#### DOCUMENT EXCERPT
--- START ---
Dé Domhnaigh, Aibreán 15, 2007

Part 17A, the night begins

"What are you guys doing here?"

I walked out of the Arrowhead Inn with three Hurricane High Gravities and saw the group circled around Robert. He said that he had quit drinking for awhile, but then his brother died and he lives here now. He was fascinated with my wardrobe. On lukewarm days I wear a suit jacket that I got at thrift store in downtown Lincoln and a pseudo-beret that I bought at Target. On cold days I wear a genuine FC Juventes scarf that I found lying outside of Planned Parenthood and I used to have this fabulous little jeweled plastic cross that I wore on special occasions but where was I?

"You're bound to get jacked wearing that hat up here" Robert said. He asked me if I was Bon Scott, over and over again, all night. He kept laughing at his joke. He had Bon Scott confused with Brian Johnson, by the way. Scott never wore a hat. He did drink himself to death, which is quite common and doesn't typically garner much attention.
--- END ---
#### DATA SEGMENT
--- START ---
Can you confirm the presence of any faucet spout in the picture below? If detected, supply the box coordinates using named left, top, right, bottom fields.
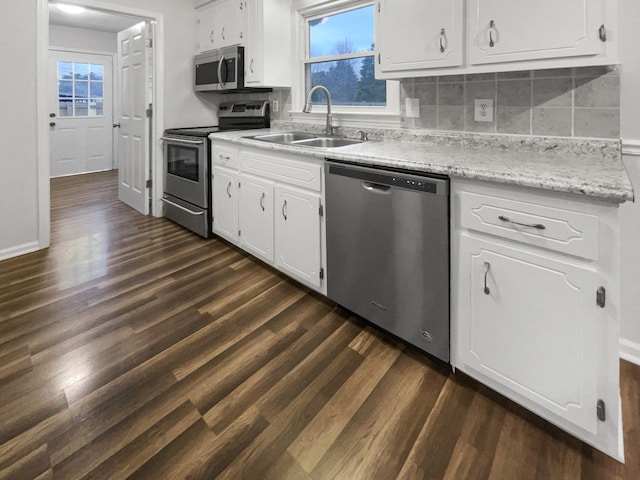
--- END ---
#### TASK TO COMPLETE
Copy everything from "Part 17A, the" down to "where was I?" in the blog entry, swapping "thrift store" for "secondhand shop". Rely solely on the blog entry.

#### SOLUTION FOR THIS TASK
Part 17A, the night begins

"What are you guys doing here?"

I walked out of the Arrowhead Inn with three Hurricane High Gravities and saw the group circled around Robert. He said that he had quit drinking for awhile, but then his brother died and he lives here now. He was fascinated with my wardrobe. On lukewarm days I wear a suit jacket that I got at secondhand shop in downtown Lincoln and a pseudo-beret that I bought at Target. On cold days I wear a genuine FC Juventes scarf that I found lying outside of Planned Parenthood and I used to have this fabulous little jeweled plastic cross that I wore on special occasions but where was I?